Written task :: Rewrite the part of the material that opens with the line containing "If you could tag every instance of the concrete ledge" and closes with the line containing "point(205, 324)", copying every line in it. Multiply each point coordinate in the answers by 2.05 and round to a whole number, rounding halves up, and keep every other number and word unchanged.

Material ::

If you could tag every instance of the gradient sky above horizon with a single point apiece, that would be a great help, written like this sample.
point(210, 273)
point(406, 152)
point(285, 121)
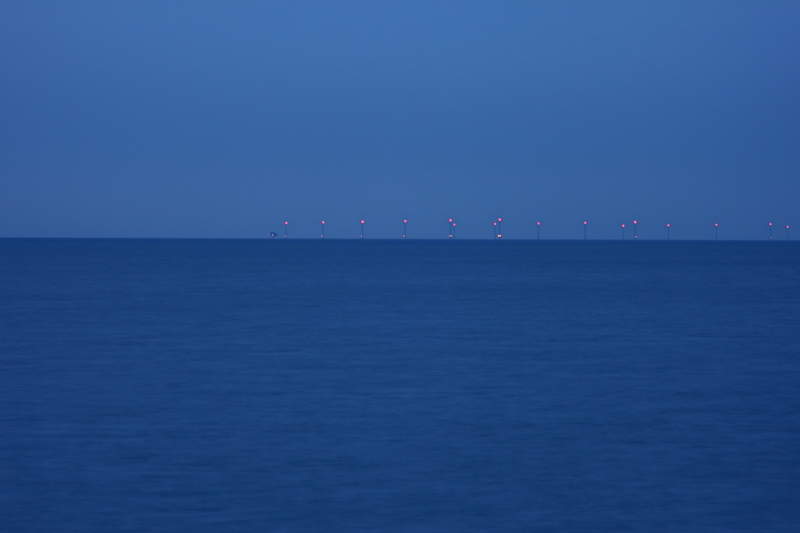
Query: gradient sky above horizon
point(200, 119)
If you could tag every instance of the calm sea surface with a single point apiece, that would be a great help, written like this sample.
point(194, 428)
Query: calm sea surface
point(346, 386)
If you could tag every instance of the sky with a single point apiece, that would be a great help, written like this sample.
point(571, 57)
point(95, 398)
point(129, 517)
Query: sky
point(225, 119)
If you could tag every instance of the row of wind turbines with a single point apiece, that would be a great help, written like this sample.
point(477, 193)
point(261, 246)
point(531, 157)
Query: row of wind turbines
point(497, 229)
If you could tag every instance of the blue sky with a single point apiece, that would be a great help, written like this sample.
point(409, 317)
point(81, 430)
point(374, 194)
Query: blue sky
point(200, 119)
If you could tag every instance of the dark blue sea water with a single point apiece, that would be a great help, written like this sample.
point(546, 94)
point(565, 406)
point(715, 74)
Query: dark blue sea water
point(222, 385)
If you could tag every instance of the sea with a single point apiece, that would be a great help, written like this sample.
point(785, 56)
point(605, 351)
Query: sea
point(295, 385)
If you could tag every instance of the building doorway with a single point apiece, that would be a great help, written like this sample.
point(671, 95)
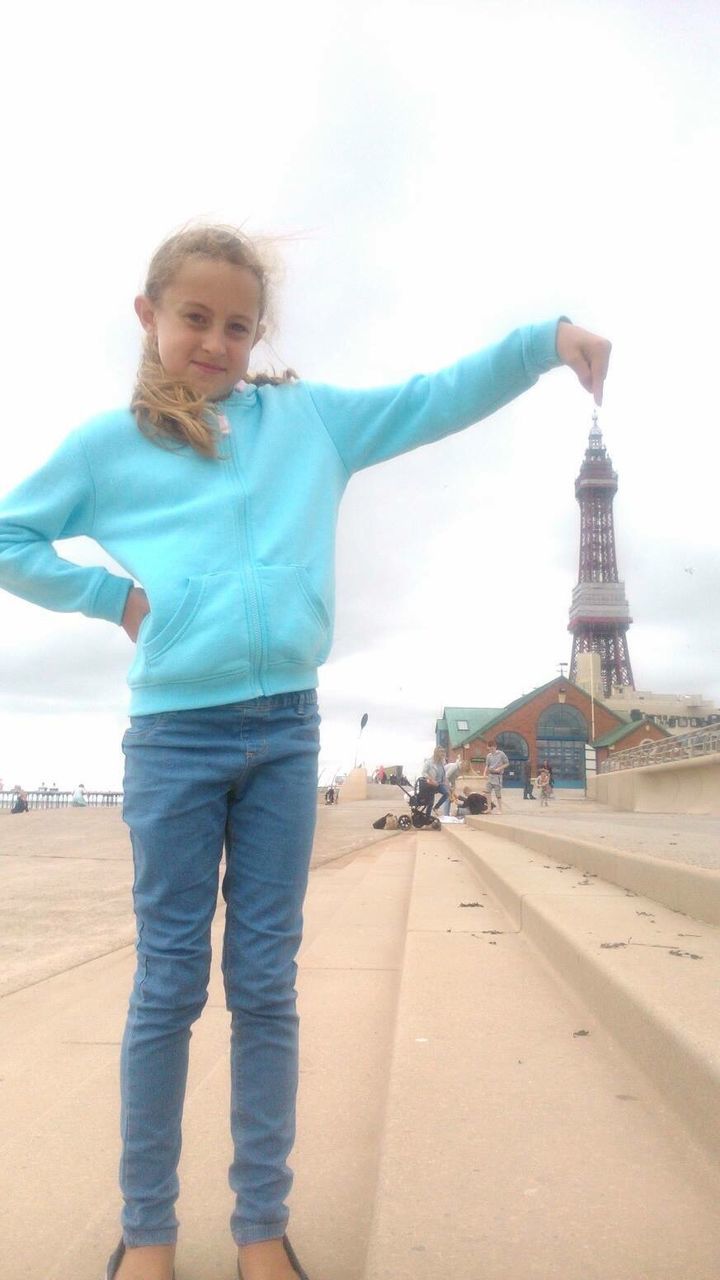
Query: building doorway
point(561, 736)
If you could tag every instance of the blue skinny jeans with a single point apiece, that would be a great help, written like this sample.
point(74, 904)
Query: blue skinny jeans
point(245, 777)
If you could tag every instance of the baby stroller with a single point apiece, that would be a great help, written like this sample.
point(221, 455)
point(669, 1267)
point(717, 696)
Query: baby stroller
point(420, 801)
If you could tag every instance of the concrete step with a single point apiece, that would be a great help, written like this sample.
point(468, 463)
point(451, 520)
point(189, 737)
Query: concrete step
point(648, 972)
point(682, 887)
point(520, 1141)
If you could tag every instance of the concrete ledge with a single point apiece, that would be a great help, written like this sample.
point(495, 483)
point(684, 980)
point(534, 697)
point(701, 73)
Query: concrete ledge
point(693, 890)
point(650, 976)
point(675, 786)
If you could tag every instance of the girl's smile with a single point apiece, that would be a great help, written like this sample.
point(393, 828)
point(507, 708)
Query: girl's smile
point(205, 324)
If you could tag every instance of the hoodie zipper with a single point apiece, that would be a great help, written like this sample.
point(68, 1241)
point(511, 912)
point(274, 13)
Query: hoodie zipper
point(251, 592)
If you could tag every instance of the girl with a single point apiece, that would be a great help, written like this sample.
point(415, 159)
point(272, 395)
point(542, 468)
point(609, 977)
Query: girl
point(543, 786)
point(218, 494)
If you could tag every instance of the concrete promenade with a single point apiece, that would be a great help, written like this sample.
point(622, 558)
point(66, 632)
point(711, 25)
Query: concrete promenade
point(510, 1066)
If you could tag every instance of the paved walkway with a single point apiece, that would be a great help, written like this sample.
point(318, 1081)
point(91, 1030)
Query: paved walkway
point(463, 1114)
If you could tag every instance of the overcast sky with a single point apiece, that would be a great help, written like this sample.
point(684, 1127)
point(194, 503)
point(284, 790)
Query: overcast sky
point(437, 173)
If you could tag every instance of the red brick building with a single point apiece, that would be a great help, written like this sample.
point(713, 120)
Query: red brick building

Reply ::
If you could tag every instance of the concrete ledge with a single point apiece, that would be a great help, written like this sample.
point(495, 483)
point(684, 980)
point(534, 697)
point(701, 73)
Query: concrete ledge
point(1421, 1825)
point(1333, 2001)
point(1384, 1611)
If you could tag every instance of the girl's smile with a single point apiece, that would be a great help, written like this sample.
point(393, 828)
point(507, 708)
Query: girl's smile
point(420, 664)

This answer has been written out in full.